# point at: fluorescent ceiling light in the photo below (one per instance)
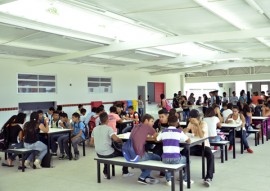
(146, 53)
(189, 49)
(255, 6)
(60, 14)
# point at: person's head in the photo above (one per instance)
(162, 96)
(260, 101)
(40, 114)
(229, 106)
(20, 119)
(55, 116)
(210, 112)
(242, 93)
(235, 110)
(163, 116)
(104, 119)
(94, 109)
(83, 111)
(80, 106)
(173, 121)
(194, 114)
(113, 109)
(118, 108)
(148, 120)
(59, 108)
(51, 110)
(130, 109)
(99, 110)
(11, 120)
(75, 117)
(64, 117)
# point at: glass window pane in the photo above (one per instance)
(27, 76)
(45, 77)
(93, 79)
(50, 84)
(27, 83)
(93, 84)
(105, 79)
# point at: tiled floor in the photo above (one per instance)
(246, 172)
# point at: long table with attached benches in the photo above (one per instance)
(151, 165)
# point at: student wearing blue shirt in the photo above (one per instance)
(78, 136)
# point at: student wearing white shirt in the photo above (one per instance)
(200, 129)
(227, 110)
(213, 123)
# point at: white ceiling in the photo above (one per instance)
(212, 24)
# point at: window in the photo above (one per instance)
(99, 85)
(32, 83)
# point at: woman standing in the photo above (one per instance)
(238, 118)
(140, 105)
(200, 130)
(31, 141)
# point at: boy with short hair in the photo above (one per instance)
(77, 135)
(102, 137)
(171, 138)
(113, 119)
(139, 135)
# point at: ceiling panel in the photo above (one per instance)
(58, 41)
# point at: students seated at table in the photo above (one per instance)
(227, 110)
(171, 149)
(21, 117)
(238, 118)
(94, 120)
(200, 130)
(213, 123)
(49, 113)
(162, 122)
(14, 137)
(31, 139)
(185, 107)
(139, 134)
(65, 124)
(102, 138)
(113, 119)
(77, 136)
(131, 115)
(55, 123)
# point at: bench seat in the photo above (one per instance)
(151, 165)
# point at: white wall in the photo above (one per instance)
(124, 84)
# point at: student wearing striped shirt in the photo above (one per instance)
(170, 138)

Instructions to follow: Every line from the one that has "# point at: white wall" down to the last line above must be written out exactly, with both ends included and nothing else.

Your response:
# point at: white wall in the photo above (one per instance)
(124, 84)
# point at: student wearing striped shirt in the photo above (one per instance)
(170, 138)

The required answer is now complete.